• **Direction**:
Rewrite the part of the data that opens with the line containing "Task — for every instance of the tall feather" and closes at the end of the data, requests included, with every coordinate in the answers shifted by -29. Give only those lines.

• **Dataset content**:

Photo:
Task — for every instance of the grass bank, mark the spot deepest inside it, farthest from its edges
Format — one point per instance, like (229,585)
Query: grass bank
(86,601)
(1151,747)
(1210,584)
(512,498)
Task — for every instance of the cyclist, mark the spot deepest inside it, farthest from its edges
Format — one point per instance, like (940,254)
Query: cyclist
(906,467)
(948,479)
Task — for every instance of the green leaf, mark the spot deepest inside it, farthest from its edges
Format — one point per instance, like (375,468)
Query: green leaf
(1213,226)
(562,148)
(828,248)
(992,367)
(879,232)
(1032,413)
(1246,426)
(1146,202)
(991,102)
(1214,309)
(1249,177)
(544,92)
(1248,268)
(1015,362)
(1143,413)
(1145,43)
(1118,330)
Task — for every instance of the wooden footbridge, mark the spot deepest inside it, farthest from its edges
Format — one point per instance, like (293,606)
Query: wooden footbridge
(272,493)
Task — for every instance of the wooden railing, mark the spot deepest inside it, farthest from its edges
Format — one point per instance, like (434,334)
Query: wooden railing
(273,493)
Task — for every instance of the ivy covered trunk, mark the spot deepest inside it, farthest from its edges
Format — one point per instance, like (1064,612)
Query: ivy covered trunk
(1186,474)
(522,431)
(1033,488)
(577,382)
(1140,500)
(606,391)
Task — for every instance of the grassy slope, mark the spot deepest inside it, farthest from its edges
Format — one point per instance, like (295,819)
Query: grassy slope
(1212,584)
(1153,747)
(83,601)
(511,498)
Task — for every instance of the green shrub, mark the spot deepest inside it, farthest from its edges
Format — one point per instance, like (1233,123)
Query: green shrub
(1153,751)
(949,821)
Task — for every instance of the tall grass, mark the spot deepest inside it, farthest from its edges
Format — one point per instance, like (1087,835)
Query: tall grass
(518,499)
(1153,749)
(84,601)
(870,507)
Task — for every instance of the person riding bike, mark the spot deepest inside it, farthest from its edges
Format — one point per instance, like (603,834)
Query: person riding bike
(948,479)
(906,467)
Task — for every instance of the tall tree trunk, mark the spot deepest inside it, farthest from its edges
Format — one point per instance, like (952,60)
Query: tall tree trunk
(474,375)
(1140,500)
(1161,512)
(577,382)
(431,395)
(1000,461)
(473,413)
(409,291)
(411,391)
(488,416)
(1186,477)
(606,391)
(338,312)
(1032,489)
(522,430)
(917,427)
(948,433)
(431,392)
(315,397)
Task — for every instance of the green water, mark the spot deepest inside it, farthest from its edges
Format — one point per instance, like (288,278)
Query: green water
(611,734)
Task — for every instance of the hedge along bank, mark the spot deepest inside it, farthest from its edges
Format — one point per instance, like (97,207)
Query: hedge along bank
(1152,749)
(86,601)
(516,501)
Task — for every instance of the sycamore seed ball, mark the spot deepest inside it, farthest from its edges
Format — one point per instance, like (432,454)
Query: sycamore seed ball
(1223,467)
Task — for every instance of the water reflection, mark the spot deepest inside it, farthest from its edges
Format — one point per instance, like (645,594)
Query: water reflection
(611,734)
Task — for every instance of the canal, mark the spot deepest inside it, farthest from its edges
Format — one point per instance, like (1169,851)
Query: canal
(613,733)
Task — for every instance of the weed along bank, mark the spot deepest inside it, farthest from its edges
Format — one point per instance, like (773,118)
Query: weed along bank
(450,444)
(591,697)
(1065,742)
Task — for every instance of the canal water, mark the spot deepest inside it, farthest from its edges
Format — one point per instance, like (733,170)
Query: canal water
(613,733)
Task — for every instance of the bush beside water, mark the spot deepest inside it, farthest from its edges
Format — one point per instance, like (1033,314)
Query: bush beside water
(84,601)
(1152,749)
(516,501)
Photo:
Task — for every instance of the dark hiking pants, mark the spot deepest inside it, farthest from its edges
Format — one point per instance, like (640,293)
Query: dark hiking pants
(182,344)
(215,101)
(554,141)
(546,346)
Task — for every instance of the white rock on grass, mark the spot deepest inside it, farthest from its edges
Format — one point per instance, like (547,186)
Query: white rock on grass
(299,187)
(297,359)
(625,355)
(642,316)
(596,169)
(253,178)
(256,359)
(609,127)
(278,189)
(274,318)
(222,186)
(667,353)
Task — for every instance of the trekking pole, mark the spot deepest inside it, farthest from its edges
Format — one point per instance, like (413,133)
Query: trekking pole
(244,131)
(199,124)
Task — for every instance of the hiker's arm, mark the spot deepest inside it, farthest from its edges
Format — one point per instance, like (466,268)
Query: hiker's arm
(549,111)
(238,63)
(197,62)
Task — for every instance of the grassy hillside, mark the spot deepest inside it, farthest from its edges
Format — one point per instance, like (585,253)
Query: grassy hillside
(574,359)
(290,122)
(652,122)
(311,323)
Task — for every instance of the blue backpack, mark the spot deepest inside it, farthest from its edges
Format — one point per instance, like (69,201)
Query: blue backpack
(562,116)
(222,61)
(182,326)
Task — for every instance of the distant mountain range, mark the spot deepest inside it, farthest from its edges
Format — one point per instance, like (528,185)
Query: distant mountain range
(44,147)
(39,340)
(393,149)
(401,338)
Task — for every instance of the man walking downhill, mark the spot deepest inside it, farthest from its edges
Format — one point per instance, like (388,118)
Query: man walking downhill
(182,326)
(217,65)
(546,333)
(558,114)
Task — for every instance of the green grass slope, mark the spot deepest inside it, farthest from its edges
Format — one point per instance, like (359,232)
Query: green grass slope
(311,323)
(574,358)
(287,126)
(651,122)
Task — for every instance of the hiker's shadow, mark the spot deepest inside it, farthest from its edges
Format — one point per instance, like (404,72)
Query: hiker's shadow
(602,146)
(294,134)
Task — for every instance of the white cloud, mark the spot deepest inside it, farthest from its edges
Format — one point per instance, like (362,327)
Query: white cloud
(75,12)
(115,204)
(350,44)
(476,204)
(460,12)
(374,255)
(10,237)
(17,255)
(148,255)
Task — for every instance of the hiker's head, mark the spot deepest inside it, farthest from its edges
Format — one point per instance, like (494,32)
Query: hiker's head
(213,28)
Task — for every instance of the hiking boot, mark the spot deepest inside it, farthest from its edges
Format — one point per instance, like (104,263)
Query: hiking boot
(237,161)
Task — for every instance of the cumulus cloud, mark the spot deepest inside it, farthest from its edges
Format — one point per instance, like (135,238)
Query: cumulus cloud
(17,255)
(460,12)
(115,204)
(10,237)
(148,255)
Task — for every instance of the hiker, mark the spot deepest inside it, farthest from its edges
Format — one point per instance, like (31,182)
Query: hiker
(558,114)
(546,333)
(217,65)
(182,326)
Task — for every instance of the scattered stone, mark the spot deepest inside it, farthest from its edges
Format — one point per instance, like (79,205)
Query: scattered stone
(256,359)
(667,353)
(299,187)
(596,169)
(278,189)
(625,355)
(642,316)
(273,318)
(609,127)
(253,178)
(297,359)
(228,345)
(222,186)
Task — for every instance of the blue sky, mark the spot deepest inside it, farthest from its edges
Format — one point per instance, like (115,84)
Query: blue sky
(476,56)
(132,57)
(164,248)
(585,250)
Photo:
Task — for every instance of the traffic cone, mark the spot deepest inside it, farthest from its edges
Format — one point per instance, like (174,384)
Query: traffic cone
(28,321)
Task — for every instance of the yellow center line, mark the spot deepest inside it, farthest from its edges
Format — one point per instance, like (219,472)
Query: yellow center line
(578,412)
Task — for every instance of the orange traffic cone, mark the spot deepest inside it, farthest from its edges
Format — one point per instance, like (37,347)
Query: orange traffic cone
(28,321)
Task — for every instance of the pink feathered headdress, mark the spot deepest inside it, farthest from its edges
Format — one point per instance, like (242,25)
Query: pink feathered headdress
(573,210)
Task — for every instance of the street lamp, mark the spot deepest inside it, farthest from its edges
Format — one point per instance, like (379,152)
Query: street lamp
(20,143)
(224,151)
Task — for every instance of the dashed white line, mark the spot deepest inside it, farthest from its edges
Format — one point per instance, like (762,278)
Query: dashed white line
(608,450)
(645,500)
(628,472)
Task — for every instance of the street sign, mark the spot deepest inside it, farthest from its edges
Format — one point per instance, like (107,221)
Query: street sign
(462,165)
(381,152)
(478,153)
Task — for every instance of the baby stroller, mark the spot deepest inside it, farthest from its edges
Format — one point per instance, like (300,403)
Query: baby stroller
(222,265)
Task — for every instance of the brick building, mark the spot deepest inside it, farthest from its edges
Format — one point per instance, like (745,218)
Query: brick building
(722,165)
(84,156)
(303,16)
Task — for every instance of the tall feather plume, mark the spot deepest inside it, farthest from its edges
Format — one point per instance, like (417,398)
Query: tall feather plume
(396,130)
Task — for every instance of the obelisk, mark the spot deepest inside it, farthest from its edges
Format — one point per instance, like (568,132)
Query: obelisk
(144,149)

• **Task result**:
Task — for every instance of the tall feather plume, mark the spot deepest inside it, farthest from its edges
Format — one point per instance, like (417,398)
Query: tall feather plume
(367,101)
Task — for every instance of the obelisk, mark the spot deepest inside it, farthest from its edges
Format — one point per instance, like (568,132)
Query: obelisk
(115,120)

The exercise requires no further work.